Задания:
A) Воспроизведите дословно часть фрагмента о семье Пермон и Наполеоне, начиная со слов «После окончания Террора» и далее вплоть до слов «своей прекрасной Корсике.».
B) Ответьте по фрагменту о семье Пермон и Наполеоне:
(i) Сколько лет было Лауре Пермон в то время?
(ii) С кем Бонапарт ежедневно приходил обедать к Пермонам?
(iii) Какими были руки Наполеона в ту пору?

Фрагмент текста:
++++++++++++++++++++

После окончания Террора семья Пермон переехала в Париж. Однако революция причинила им полное разорение, и г-ну де-Пермону никогда не удалось восстановить свое состояние в прежнем виде. После его смерти его вдове и троим детям, двум дочерям и сыну, остались в наследство только долги. Семья Пермон по приезде в Париж тотчас же приняла самое теплое участие в молодом Наполеоне Бонапарте, который хотя и числился генералом, но не имел никакой должности. Он приходил ежедневно со своим другом и соотечественником Саличети, чтобы пообедать вместе с гостеприимными хозяевами, а также чтобы поговорить с Панорией о своей родине, о своей прекрасной Корсике.
В это время Лауре Пермон, будущей герцогине Абрантесской, было одиннадцать лет. От ее детского взора не ускользнула странная внешность несловоохотливого, почти всегда мрачного генерала Бонапарта, и тот портрет наружности Наполеона, который она рисует нам позднее в своих мемуарах, принадлежит к лучшим его изображениям в ту эпоху, когда только что начала восходить его звезда. Известно, что в ту пору герой Вандемиера был больше чем некрасив, и только в более позднем возрасте, когда его лицо поподнело, его голова приняла благородные римские очертания. «Но, – говорит мадам Жюно, – его взгляд и его улыбки всегда были неотразимы… Его прическа, которая теперь кажется нам такой странной на портрете, изображающем его на Аркольском мосту, была для тогдашнего времени очень проста, потому что все эти так ненавистные ему модники носили волосы еще длиннее, чем он. Но он настолько мало занимался собой, что его плохо расчесанные и плохо напудренные волосы прямо-таки портили его внешность. Также и с его руками позднее произошла большая перемена. В то время они были худы и смуглы. До какой степени Наполеон впоследствии, и по справедливости, считал свои руки красивыми, это известно всем. И когда я представляю себе, как он в 1795 году входил во двор нашего отеля, как он неловко и неуверенно шел к дому, надвинув на самые глаза старую порыжевшую шляпу, со своими скверно напудренными «собачьими ушами», свисавшими до самого темно-серого пальто, постоянно без перчаток, потому что это казалось ему излишней роскошью, в старых, плохо вычищенных сапогах, – словом, когда я представляю себе всю его вследствие необычайной худобы и желтизны кожи в высшей степени жалкую внешность и сравниваю ее с Наполеоном, которого я знала впоследствии, то мне кажется невозможным, чтобы это мог быть один и тот же человек».

++++++++++++++++++++

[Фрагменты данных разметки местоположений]
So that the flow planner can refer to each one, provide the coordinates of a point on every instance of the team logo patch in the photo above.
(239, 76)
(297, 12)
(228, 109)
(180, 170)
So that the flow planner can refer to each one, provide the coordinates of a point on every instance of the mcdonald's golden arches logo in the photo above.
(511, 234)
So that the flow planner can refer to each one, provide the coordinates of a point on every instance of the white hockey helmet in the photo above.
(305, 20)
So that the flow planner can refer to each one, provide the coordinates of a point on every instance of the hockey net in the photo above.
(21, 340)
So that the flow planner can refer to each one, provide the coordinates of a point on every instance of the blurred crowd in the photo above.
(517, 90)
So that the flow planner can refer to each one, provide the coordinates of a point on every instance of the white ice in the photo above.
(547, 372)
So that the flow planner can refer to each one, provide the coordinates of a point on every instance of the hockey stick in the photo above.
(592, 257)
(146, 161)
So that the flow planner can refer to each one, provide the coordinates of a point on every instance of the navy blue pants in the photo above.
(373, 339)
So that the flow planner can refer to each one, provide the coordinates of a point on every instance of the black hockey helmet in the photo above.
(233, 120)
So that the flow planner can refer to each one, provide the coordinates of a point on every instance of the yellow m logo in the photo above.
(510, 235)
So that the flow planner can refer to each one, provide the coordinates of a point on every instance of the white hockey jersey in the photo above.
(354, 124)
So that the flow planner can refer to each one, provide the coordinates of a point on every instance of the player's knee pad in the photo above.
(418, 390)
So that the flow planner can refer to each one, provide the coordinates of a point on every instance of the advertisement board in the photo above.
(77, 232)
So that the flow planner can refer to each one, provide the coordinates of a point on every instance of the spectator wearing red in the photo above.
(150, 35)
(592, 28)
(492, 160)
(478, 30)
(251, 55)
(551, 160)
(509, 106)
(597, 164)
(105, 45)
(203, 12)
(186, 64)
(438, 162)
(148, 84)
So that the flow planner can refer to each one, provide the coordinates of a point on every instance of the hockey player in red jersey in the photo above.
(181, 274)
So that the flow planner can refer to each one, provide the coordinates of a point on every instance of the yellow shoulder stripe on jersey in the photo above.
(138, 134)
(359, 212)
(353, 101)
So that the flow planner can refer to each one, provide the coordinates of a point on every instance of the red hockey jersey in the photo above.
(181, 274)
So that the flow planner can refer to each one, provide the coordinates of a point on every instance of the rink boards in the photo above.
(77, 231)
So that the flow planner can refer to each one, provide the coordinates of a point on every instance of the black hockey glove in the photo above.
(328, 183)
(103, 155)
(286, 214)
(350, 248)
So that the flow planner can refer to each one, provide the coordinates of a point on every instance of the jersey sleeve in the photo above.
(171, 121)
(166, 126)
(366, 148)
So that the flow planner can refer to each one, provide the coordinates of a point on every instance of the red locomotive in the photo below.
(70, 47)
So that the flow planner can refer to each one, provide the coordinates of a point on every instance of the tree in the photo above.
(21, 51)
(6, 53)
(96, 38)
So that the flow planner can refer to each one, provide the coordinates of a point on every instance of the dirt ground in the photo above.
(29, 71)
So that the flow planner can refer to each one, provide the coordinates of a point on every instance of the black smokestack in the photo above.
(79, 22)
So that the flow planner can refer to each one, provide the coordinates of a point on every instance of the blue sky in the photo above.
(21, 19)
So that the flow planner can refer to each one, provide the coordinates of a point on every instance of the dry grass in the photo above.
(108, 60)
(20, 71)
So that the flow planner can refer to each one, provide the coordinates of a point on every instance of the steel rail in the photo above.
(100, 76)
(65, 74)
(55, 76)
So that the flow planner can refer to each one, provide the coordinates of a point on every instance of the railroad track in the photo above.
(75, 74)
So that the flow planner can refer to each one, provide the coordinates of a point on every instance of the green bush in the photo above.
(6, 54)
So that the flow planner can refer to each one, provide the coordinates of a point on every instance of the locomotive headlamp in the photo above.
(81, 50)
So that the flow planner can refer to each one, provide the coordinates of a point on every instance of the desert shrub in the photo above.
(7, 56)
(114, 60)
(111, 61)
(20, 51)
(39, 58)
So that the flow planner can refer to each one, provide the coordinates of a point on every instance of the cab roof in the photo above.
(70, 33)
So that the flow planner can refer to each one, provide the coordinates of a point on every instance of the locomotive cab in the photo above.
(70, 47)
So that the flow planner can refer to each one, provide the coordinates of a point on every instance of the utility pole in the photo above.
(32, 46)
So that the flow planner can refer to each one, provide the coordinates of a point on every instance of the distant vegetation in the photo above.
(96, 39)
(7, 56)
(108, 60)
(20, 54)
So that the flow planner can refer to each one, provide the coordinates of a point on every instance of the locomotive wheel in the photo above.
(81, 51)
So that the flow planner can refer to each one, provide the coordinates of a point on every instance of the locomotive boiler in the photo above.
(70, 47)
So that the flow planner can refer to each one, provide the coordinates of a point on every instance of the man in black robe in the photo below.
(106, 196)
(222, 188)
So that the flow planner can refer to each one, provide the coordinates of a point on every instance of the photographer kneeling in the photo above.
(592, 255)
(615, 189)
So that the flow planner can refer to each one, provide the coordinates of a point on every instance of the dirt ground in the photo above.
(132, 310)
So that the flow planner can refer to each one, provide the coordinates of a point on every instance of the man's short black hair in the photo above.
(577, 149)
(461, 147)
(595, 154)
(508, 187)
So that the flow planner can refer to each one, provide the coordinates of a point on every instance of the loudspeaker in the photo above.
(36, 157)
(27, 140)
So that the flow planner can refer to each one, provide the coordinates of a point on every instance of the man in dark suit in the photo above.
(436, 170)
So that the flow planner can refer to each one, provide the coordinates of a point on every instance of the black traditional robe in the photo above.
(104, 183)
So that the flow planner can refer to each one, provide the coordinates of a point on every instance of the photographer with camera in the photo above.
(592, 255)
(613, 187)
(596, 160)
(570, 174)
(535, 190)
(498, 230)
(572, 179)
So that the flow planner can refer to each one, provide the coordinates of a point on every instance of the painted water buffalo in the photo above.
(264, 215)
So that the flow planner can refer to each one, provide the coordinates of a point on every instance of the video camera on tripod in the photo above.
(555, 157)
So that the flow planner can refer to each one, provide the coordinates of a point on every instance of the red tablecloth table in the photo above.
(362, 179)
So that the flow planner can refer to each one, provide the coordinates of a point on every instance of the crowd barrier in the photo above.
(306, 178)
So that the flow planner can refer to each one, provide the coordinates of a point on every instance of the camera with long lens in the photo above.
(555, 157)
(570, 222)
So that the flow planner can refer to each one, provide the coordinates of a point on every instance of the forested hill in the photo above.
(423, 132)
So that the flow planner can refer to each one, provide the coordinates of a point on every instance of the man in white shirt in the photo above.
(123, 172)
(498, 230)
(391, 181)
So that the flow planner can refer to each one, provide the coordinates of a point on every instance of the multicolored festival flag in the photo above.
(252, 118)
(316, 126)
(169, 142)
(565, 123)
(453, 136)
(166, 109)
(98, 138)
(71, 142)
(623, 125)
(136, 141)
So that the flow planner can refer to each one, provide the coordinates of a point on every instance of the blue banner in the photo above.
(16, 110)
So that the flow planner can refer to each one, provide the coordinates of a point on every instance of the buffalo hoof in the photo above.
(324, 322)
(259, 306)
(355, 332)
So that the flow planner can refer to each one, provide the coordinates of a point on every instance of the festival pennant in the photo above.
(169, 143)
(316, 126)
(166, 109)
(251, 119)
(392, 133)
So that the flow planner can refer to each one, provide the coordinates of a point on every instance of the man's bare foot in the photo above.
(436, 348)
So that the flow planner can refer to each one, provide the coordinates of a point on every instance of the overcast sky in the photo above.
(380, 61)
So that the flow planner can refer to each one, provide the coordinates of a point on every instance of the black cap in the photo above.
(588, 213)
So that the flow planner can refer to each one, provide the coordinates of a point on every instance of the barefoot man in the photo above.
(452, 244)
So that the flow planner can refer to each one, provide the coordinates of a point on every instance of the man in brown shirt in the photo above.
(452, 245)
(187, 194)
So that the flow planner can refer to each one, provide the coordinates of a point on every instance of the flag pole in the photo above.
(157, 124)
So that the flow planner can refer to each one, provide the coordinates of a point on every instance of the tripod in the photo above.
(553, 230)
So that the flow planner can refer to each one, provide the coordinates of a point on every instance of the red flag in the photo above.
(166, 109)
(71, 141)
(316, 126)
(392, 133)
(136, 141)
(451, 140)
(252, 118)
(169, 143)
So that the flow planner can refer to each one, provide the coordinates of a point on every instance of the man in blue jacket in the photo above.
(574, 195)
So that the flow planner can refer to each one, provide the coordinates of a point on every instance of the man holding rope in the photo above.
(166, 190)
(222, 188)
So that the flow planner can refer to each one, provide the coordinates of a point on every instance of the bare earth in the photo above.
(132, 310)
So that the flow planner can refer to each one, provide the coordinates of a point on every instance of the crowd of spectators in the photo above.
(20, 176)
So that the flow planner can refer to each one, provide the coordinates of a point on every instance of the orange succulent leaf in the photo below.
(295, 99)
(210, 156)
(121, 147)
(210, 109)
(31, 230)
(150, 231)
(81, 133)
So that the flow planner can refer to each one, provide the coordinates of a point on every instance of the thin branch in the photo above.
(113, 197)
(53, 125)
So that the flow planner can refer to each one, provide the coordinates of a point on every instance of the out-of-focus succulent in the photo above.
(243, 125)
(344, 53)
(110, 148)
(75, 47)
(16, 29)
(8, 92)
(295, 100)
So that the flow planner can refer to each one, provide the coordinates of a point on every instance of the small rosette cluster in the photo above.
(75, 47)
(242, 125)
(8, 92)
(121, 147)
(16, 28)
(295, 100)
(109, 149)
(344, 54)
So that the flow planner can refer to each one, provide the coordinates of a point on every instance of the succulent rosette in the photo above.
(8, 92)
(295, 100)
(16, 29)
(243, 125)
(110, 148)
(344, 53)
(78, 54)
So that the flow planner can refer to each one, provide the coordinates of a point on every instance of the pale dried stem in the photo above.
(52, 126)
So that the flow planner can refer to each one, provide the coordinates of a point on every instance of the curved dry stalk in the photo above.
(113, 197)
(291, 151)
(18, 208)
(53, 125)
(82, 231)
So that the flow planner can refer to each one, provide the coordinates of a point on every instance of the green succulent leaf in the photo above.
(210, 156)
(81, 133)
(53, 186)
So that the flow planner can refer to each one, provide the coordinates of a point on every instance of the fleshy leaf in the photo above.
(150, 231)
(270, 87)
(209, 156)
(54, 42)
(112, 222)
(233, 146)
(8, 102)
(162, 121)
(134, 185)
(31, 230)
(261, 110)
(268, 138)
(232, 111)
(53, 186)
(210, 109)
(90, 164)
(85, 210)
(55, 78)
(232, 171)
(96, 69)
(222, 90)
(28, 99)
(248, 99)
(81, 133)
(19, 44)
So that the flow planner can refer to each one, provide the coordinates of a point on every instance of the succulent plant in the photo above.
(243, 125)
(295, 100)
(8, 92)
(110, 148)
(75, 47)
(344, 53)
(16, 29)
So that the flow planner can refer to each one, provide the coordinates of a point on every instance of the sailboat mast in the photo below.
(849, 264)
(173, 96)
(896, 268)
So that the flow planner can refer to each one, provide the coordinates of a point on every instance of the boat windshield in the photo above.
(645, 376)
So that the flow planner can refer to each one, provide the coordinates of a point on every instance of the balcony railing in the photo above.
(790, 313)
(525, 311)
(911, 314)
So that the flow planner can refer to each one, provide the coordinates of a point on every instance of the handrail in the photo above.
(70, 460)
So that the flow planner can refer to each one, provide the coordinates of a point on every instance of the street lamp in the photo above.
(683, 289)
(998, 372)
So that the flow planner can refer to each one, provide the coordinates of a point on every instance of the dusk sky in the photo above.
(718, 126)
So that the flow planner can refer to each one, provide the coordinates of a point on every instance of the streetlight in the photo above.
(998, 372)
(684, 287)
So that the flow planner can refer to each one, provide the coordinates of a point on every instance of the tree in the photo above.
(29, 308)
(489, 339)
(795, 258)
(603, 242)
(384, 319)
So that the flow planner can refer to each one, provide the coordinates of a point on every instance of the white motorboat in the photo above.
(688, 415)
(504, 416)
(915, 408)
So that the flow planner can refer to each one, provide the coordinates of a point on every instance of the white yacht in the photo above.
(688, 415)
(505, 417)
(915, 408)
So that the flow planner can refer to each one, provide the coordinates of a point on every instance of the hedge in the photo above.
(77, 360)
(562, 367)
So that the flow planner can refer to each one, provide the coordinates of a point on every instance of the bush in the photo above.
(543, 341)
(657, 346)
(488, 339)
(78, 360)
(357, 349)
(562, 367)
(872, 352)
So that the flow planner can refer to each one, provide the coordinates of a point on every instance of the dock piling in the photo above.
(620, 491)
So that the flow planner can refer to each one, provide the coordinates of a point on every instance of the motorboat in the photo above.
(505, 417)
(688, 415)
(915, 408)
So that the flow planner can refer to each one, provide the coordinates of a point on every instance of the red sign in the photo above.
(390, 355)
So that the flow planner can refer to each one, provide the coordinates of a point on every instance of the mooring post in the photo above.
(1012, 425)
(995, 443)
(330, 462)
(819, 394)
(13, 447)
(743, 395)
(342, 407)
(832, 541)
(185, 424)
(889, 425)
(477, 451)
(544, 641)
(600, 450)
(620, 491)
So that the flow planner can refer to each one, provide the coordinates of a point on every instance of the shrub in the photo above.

++++++++++++++++++++

Ответы:
A)
После окончания Террора семья Пермон переехала в Париж. Однако революция причинила им полное разорение, и г-ну де-Пермону никогда не удалось восстановить свое состояние в прежнем виде. После его смерти его вдове и троим детям, двум дочерям и сыну, остались в наследство только долги. Семья Пермон по приезде в Париж тотчас же приняла самое теплое участие в молодом Наполеоне Бонапарте, который хотя и числился генералом, но не имел никакой должности. Он приходил ежедневно со своим другом и соотечественником Саличети, чтобы пообедать вместе с гостеприимными хозяевами, а также чтобы поговорить с Панорией о своей родине, о своей прекрасной Корсике.

B)
(i) Одиннадцать лет.
(ii) Со своим другом и соотечественником Саличети.
(iii) Худыми и смуглыми.